> What you should do: Copy, in full, each line of the material below that contains the string "basin". Matching is case-sensitive.

> Data:
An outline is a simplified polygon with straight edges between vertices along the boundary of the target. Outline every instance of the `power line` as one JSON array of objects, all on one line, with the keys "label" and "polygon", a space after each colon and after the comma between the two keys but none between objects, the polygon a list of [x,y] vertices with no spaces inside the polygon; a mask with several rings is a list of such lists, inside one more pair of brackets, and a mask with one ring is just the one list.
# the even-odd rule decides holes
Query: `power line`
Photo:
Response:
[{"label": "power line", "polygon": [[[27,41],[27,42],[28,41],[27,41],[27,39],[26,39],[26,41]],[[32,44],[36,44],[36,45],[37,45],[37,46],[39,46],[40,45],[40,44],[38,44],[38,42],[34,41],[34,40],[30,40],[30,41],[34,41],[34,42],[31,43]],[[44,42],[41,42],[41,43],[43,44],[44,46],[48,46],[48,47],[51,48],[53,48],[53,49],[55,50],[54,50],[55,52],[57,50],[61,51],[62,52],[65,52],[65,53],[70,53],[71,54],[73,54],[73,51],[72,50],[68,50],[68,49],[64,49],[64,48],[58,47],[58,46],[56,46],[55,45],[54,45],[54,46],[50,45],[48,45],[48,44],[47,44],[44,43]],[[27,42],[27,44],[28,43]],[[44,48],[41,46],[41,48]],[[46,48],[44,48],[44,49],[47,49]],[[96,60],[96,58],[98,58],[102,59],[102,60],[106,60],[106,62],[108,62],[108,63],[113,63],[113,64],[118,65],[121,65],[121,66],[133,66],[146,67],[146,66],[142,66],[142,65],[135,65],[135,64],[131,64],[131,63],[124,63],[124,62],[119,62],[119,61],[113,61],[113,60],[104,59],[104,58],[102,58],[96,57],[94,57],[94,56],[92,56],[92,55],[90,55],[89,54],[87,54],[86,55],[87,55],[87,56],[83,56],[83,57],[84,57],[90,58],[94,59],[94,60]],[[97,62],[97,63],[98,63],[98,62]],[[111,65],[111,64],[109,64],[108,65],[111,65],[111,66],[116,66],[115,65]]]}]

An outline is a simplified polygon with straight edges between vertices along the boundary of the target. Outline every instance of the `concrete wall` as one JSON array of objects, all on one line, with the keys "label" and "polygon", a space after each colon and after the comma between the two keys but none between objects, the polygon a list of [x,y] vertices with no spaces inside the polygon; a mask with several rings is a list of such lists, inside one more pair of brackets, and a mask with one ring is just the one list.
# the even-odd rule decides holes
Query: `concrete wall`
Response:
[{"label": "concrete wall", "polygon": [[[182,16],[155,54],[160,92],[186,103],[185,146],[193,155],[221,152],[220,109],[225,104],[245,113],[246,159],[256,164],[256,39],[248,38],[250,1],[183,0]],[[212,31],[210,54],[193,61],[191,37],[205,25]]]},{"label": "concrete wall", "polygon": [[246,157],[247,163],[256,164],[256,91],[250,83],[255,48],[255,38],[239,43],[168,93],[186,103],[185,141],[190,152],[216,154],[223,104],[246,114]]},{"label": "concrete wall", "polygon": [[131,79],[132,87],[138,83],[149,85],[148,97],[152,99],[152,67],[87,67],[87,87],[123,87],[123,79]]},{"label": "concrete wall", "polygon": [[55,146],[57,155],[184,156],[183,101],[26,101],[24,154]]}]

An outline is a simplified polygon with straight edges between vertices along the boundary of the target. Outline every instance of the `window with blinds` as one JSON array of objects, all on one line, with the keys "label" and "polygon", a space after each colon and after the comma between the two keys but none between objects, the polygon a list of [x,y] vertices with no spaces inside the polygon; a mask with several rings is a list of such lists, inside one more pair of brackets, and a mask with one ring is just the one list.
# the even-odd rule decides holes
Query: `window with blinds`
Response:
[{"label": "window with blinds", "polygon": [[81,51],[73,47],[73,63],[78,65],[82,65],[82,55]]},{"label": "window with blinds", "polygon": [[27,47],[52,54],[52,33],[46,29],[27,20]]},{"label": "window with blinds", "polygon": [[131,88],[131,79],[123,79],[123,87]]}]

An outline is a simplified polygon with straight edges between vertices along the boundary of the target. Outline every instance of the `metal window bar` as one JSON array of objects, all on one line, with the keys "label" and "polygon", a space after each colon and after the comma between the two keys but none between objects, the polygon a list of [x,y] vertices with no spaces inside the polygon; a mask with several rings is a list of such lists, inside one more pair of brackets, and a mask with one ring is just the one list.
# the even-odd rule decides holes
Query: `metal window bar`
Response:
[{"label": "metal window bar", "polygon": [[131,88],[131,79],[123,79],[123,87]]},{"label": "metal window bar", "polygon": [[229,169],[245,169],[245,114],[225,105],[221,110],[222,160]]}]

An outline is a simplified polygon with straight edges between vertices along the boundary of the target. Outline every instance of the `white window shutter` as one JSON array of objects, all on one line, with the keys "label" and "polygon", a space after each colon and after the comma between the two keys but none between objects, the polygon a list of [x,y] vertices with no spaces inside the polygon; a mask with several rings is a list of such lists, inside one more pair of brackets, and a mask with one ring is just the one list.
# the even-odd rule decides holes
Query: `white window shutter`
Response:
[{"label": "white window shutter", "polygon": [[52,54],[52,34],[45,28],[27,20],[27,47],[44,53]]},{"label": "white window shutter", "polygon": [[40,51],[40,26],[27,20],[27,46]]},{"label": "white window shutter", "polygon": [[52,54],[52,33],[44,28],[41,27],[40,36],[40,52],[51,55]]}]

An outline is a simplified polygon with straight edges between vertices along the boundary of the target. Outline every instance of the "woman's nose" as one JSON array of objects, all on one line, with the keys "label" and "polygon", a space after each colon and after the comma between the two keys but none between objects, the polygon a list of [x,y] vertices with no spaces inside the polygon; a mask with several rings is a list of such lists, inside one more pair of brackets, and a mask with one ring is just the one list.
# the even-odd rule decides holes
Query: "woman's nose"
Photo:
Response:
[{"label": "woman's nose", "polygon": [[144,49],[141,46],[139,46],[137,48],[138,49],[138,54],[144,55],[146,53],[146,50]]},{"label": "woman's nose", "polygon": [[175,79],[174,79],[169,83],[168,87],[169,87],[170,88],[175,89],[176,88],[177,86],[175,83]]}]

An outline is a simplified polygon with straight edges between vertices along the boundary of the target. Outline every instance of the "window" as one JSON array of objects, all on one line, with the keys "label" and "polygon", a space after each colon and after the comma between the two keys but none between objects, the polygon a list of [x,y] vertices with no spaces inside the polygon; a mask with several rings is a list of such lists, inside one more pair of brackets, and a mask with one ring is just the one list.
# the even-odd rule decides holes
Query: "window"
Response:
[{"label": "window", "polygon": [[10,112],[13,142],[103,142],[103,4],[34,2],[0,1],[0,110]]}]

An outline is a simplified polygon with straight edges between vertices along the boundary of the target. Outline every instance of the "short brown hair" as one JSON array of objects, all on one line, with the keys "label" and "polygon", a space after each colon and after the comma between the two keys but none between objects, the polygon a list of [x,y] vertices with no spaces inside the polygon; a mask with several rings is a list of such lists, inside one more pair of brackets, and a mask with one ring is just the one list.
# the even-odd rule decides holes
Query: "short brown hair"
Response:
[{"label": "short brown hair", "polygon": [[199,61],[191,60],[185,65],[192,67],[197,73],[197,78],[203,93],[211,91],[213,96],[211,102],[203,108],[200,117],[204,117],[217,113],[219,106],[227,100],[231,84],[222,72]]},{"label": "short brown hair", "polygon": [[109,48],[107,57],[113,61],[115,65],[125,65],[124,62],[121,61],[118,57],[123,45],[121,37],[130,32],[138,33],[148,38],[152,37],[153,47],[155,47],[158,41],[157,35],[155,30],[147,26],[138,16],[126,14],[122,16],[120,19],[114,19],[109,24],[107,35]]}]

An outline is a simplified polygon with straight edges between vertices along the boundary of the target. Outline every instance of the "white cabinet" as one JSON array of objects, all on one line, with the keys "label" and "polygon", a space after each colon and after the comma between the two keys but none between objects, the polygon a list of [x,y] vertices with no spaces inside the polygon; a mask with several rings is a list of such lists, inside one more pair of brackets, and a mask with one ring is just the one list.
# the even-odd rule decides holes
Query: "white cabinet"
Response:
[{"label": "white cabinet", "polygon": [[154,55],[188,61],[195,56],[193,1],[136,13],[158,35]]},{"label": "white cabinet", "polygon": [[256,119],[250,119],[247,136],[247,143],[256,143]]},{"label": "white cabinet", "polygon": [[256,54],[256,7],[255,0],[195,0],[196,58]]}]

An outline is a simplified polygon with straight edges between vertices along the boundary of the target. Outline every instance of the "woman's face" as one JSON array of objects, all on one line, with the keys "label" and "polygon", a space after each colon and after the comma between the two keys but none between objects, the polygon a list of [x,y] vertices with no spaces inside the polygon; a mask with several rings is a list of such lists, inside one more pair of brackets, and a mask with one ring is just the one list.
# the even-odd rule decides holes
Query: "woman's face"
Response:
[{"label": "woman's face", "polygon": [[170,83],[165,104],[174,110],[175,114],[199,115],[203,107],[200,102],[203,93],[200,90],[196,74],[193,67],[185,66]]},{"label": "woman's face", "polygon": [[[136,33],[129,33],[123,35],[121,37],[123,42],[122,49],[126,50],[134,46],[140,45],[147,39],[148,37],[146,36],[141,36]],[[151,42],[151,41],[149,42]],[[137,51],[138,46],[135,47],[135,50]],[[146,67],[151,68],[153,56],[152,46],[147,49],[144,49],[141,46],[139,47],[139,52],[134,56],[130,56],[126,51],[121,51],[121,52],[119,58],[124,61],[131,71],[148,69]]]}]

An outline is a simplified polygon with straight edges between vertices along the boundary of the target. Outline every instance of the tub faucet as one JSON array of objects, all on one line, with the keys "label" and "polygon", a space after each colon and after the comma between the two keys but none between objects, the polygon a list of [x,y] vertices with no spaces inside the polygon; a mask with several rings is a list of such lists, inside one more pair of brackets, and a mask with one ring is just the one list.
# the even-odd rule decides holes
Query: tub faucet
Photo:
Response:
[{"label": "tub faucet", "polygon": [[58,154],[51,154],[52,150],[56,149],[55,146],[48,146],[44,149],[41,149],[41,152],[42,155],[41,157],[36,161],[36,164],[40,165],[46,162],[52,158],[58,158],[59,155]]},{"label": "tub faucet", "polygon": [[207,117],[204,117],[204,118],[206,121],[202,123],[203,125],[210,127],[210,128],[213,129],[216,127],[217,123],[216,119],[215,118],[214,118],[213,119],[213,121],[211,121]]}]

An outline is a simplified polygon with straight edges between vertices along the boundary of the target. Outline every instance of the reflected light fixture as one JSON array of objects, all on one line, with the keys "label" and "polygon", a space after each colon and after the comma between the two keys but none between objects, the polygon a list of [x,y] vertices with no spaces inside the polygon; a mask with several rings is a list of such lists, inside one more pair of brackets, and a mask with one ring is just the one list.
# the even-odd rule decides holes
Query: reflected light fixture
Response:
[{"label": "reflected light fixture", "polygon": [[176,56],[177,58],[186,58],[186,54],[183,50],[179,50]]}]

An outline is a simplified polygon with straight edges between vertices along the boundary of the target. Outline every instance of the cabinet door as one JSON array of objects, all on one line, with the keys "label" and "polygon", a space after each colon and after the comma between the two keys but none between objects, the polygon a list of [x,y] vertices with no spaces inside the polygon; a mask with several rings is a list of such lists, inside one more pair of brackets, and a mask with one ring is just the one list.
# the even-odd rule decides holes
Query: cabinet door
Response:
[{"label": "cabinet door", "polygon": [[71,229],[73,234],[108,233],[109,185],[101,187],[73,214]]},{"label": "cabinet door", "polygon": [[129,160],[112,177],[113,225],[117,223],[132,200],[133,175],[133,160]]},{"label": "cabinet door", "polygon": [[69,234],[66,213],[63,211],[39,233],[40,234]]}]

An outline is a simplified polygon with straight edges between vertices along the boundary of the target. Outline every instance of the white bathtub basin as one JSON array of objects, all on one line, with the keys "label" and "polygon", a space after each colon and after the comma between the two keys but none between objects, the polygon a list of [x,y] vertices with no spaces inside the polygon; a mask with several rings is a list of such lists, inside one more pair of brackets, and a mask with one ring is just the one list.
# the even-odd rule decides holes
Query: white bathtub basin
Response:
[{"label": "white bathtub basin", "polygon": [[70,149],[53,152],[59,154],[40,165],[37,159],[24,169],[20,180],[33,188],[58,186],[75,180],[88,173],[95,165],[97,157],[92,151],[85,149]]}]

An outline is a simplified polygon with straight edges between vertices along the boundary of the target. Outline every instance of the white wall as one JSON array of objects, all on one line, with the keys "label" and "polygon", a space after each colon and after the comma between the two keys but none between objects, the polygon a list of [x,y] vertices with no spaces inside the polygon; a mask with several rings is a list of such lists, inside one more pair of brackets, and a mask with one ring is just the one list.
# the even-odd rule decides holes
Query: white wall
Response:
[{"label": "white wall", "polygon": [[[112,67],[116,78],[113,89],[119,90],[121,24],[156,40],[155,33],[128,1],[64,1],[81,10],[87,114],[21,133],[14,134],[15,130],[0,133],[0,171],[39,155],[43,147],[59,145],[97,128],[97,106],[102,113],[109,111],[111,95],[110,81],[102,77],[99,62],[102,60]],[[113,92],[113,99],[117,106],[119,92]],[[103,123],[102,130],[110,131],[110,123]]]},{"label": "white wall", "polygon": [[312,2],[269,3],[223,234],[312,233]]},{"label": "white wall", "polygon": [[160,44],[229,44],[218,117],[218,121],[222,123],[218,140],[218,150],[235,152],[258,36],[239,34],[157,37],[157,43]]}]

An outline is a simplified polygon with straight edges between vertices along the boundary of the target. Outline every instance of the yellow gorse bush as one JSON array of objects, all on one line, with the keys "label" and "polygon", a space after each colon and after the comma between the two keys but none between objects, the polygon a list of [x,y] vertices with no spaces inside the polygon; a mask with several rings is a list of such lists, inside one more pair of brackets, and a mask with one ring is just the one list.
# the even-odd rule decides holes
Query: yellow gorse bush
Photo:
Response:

> Output for this task:
An outline is a simplified polygon with straight edges between vertices along the boundary of the target. Outline every instance of the white bathtub basin as one JSON array of objects, all on one line, with the keys "label" and "polygon", a space after each colon and after the comma between the two keys but none between objects, the polygon a list of [x,y] vertices with no spaces inside the polygon; a mask with several rings is a list of such lists, inside one more pair of brackets, and a mask with one ring is just the one list.
Query: white bathtub basin
[{"label": "white bathtub basin", "polygon": [[70,149],[53,152],[59,154],[40,165],[37,159],[24,169],[20,180],[33,188],[58,186],[75,180],[88,173],[95,165],[97,157],[92,151],[85,149]]}]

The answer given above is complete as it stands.